## EXTRACT PROVIDED
********************

This project created a modelling approach that predicts block-level yields based on weather. Models are trained with historical vineyard data, provided by growers, matched with historical weather data. To make predictions, current season vineyard and weather data are used with the trained models to produce yield predictions. The strongest predictors for yields were the average yield of the block and weather at flowering. The accuracy of the models depended heavily on the sources of data. The most accurate predictions for a single grower were <10% error; the least accurate were >20% error.
Although prediction errors were higher than the project goal of 5%, the approach of using machine learning to predict vineyard yields based on weather data is promising. The main obstacle to higher prediction accuracy is the quality of historical grower data for training models. Also, reformatting grower data to be machine readable and consistent is prohibitively time consuming in many cases. In the future, data formatting problems could be resolved by growers using standard data formats, or at least consistent, well designed formats within each organisation.
The project demonstrated the feasibility of modelling block-level yields using historical vineyard data and weather data. It produced four types of models, two
that produce predictions with errors less than 15% on average, and methods that automate the screening process for selecting the best weather variable
combinations to use in models.
The two best performing models used only three weather variables as predictors, which illustrates the effectiveness of using weather to predict yield.
It was expected that prediction accuracy would increase with the inclusion of additional weather variables, made possible by the inclusion of more data than our preliminary models. Smaller amount of higher quality data with simple models outperformed larger amounts of data of variable quality used with more complex models.
The quality of grower data was likely affected by several factors that interfered with model accuracy. For example, blocks that were harvested differently in different years by combining or splitting blocks. Similarly, inconsistent block names year to-year were manually, but potentially incorrectly, cleaned.
Unaccounted losses from fruit damage such as frost and disease also affected data quality. We excluded years when growers noted substantial damage, but some growers did not note damage. Lastly, there were inconsistencies across growers in how dates of flowering and budburst were defined and recorded.
An additional potential source of grower-level model accuracy variation is the accuracy of weather data. We used weather data from the BOM station nearest each block. The best predictions were from flat regions and the worst were from hilly regions, which might have been coincidental, but could have reflected larger differences between actual weather data and BOM data in hilly regions.

********************

Localization data with one point per instance
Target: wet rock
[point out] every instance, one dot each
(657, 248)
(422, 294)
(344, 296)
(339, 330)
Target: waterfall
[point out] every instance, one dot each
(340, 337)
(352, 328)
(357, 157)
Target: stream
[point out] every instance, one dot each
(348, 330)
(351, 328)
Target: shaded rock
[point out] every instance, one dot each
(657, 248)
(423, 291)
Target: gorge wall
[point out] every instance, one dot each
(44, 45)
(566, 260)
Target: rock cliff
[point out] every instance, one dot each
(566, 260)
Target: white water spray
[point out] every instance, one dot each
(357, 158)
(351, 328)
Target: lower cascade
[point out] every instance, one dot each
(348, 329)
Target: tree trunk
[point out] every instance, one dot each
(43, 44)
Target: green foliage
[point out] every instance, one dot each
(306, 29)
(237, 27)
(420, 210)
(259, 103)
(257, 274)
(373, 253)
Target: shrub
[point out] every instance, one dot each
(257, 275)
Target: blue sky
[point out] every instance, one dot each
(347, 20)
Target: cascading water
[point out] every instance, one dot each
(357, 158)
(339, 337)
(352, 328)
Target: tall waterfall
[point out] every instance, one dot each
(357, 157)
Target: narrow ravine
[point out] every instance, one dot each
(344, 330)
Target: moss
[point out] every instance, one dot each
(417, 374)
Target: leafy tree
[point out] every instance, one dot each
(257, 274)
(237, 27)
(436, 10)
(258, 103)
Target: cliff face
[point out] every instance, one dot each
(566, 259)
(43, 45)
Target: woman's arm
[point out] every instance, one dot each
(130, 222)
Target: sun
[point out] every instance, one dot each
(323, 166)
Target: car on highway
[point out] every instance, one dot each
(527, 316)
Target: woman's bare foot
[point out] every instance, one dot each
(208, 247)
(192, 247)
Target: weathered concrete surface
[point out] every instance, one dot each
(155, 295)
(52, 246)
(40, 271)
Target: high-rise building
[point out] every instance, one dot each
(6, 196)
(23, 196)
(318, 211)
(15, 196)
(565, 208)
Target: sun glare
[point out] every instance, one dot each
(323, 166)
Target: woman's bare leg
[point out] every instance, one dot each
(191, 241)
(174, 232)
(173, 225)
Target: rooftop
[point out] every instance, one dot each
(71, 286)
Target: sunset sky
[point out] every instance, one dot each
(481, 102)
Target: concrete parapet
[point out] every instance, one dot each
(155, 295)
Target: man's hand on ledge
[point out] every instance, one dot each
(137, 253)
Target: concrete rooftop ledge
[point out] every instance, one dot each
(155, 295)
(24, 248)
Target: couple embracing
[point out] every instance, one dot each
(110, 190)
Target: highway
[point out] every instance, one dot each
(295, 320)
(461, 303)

********************

## REQUIRED WORK
1: Print the part of the vineyard yield report starting with "An additional potential" and going on through "in hilly regions.".
2: Summarize the vineyard yield report in two sentences.
The entries have no connection to the vineyard yield report.

## ANSWERS GIVEN
1:
An additional potential source of grower-level model accuracy variation is the accuracy of weather data. We used weather data from the BOM station nearest each block. The best predictions were from flat regions and the worst were from hilly regions, which might have been coincidental, but could have reflected larger differences between actual weather data and BOM data in hilly regions.

2: The project developed machine-learning models that predict block-level vineyard yields from historical grower data matched with weather data, and the strongest predictors were the block's average yield and weather at flowering. Prediction errors were higher than the 5% goal, mainly because of the quality of historical grower data, but the approach was judged promising.